RECORDS TO USE
- - - - -

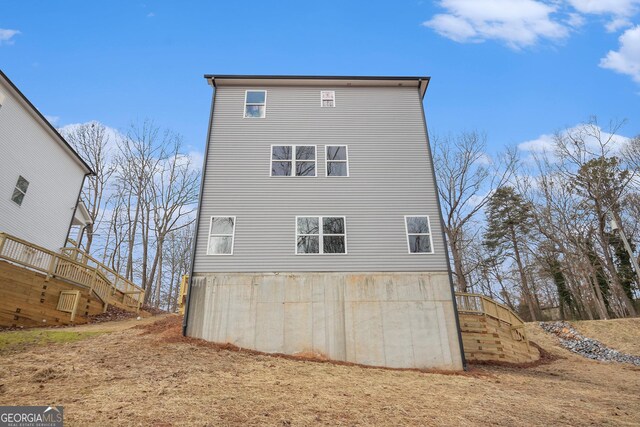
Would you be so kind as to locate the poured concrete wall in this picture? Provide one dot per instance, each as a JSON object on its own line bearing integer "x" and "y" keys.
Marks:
{"x": 399, "y": 320}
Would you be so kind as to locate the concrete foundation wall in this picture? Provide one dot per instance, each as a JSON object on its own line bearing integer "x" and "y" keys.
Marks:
{"x": 398, "y": 320}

- - - - -

YOUR INSTRUCTIONS
What you return must match the material above exactly, minus its pictures.

COMPLETED EXERCISE
Would you be so kind as to locate the poured concrete wall in this picture? Provide one dot per instance, each as a JSON object on its own line bearing integer "x" and "y" keys.
Marks:
{"x": 399, "y": 320}
Would you be so kind as to locate the concrete foundation wall in this picture? Provide one dot per instance, each as a JSON object on its own line bearing integer "x" and "y" keys.
Marks:
{"x": 398, "y": 320}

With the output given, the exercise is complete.